TEXT PASSAGE =>
....

Rarely do I take two week vacations, but my adult daughters have begun their own lives, very separate from mine. This was the last chance to take one together so my husband and I indulged. Tickets were bought last September. My mother, at 84, was doing well enough though she showed signs of some memory loss.

As her memory loss became more apparent, we decided it was time for a retirement community. I began the process and as luck would have it, my vacation fell smack in the middle of planning her move, trying to sell her condo and all the attendant details involved in that. She fell apart.Image

Weeks before I left she began calling me five to twelve times a day. She couldn’t remember decisions we’d already made. She changed her mind a million times. Finally, I flew away for the first week of my break leaving my husband in charge of dealing with her for the first week. He did well but there was no one to help during the next week when all four members of the family were in another country.

So two weeks later, I return to find this horribly diminished individual. She looked like she had lost weight and she repeated herself over and over and over until it was all one can do to keep from screaming “STOP”. I seriously thought that we needed to change from a retirement home to an assisted living facility. Then the oddest thing happened. Thursday night the real estate agent called. She had a buyer for my mom’s condo. I gave a verbal OK, then cringed at the reality of convincing my mother. The next morning my husband and daughter went to oversee my mother’s signing of the papers. She did it, then my husband spent the day with her, feeding her twice. On Saturday I spent the evening with her and she accompanied me while I helped my daughter unload boxes into her apartment. While my mom couldn’t do that, she sat next to the car while three of us shlepped the boxes which really helped get the unloading done faster. Then she came into the kitchen and unwrapped dishes. When she returned home my daughter called to thank her for helping. I fed her again. On Sunday I returned to help her with some financial questions regarding the move. This time she looked at me and said “You know I’m starting to think this move is a good idea. I’m even looking forward to it a little. By the way, I called people multiple times while you were gone, didn’t I? I have no memory of that. It’s like I’ve been in a fog. I think I went a little kooky. Could I have had a stroke? You’ve been working very hard for me, come on and I’ll buy you dinner.” 

I was amazed. Suddenly she was remembering stuff she did five and ten minutes before. She had insight. What happened?? How was it that I had my mother back? She still has trouble remembering but she’s not the diminished lost woman I came home to. Was it just eating properly? I know she hasn’t been eating during these stressful weeks and we had fed her well for an entire weekend. Was it the socialization? She’d been interacting with people all weekend. Was it honestly being helpful to someone? I have no idea. What I do know is that pseudodementia is complicating an underlying mild dementia that she refuses to take medication to treat.  

At any rate, my belief it that moving her to an environment with exercise and social stimulation will improve her mentation. Maybe she’ll have quite a few years in her new home where socialization, activities and getting to know your neighbor is the norm.

....

DATA LISTING =>
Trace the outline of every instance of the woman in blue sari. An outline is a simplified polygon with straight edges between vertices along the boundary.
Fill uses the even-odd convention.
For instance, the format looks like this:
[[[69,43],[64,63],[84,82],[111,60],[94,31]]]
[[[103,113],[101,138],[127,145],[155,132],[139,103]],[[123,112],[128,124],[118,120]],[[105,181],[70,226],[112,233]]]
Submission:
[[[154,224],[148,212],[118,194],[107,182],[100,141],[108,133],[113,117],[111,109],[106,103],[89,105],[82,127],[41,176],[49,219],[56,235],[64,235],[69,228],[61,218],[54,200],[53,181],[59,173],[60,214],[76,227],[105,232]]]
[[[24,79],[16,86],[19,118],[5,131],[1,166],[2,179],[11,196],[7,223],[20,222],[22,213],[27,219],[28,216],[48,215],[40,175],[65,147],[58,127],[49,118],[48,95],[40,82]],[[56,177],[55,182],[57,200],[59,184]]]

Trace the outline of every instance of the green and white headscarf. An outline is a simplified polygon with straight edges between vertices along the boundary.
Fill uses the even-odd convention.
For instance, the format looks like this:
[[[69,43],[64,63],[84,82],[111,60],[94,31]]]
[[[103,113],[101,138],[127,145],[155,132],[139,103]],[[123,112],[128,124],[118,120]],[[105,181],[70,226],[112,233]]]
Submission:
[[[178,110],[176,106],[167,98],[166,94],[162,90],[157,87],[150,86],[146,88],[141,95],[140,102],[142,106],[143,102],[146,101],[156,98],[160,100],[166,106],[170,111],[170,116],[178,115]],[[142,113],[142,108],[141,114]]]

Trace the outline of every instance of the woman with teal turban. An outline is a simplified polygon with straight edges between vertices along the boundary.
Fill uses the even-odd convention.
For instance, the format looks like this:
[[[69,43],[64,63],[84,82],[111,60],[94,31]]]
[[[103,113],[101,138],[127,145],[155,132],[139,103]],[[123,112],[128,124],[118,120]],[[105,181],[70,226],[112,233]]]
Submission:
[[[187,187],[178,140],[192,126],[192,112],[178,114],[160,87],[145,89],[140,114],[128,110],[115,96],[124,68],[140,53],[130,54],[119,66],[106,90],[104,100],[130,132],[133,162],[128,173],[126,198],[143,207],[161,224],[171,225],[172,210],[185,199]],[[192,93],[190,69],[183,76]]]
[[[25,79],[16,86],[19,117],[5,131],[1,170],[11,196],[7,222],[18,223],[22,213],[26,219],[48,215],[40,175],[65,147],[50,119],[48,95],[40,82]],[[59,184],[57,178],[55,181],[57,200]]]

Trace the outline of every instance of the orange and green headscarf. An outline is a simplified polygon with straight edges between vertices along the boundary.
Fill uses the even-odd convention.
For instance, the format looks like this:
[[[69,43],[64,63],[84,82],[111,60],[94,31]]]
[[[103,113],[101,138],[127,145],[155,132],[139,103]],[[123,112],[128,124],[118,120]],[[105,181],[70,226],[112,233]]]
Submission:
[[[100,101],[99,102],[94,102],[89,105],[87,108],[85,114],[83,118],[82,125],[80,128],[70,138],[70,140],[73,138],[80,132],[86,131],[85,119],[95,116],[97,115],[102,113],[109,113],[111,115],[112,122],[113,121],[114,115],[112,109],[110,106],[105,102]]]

....

TASKS TO PERFORM =>
#1 In the text about the mother's memory loss, what news did the real estate agent give when she called on Thursday night?
#2 Transcribe the text about the mother's memory loss from "I was amazed." up to and including "medication to treat.".
Rely solely on the text about the mother's memory loss and ignore the items.

SOLUTIONS IN ORDER =>
#1 She had a buyer for the mother's condo.

#2
I was amazed. Suddenly she was remembering stuff she did five and ten minutes before. She had insight. What happened?? How was it that I had my mother back? She still has trouble remembering but she’s not the diminished lost woman I came home to. Was it just eating properly? I know she hasn’t been eating during these stressful weeks and we had fed her well for an entire weekend. Was it the socialization? She’d been interacting with people all weekend. Was it honestly being helpful to someone? I have no idea. What I do know is that pseudodementia is complicating an underlying mild dementia that she refuses to take medication to treat.